Print the lines below verbatim, changing no character.

-- Start Dataset content --

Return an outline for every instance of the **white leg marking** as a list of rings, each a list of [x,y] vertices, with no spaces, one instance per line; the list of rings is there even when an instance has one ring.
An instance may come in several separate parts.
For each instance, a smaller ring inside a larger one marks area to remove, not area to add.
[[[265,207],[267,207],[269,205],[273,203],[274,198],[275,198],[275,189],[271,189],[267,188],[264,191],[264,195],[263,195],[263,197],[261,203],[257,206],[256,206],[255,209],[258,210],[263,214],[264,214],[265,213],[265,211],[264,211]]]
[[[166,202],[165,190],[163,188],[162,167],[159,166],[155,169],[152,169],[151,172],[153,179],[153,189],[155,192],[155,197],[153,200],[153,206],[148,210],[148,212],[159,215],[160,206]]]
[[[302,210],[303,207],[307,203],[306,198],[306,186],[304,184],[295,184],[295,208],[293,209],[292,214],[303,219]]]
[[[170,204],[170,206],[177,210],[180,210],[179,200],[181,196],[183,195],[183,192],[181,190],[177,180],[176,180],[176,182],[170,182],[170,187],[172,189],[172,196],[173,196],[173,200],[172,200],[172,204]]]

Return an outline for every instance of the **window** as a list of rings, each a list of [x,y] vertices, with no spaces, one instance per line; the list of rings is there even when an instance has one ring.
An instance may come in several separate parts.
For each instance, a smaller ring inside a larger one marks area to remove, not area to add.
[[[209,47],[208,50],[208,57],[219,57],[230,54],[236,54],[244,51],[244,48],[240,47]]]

-- End Dataset content --

Right answer.
Return an outline for every instance of the **white leg marking** as a list of rings, each a list of [x,y] vertices, with no spaces, one instance per line; the list of rings is there even when an instance has one ring.
An instance may come in several separate parts.
For each instance, a smaller ring inside a larger one marks area to remove, not area to add.
[[[265,207],[267,207],[269,205],[273,203],[274,198],[275,198],[275,189],[271,189],[267,188],[264,191],[264,195],[263,195],[263,197],[261,203],[257,206],[256,206],[255,209],[258,210],[263,214],[264,214],[265,213],[265,211],[264,211]]]
[[[166,202],[165,190],[163,188],[162,167],[159,166],[155,169],[152,169],[151,172],[153,179],[153,189],[155,192],[155,197],[153,200],[153,206],[148,210],[148,212],[159,215],[160,206]]]
[[[302,210],[303,207],[307,203],[306,198],[306,186],[304,184],[295,184],[295,208],[293,209],[292,214],[303,219]]]
[[[170,204],[170,206],[177,210],[180,210],[179,200],[181,196],[183,195],[183,192],[181,190],[177,180],[176,180],[176,182],[170,182],[170,187],[172,189],[172,196],[173,196],[173,200],[172,200],[172,204]]]

Return an outline for every instance of the **window** as a list of rings, each a list of [x,y] vertices, with no spaces, one instance per line; the list of rings is there even when an instance has one ring.
An instance may come in several separate parts.
For each instance, a smaller ring inside a larger one marks area to remove, not area to add.
[[[209,47],[208,50],[208,57],[219,57],[230,54],[236,54],[244,51],[244,48],[240,47]]]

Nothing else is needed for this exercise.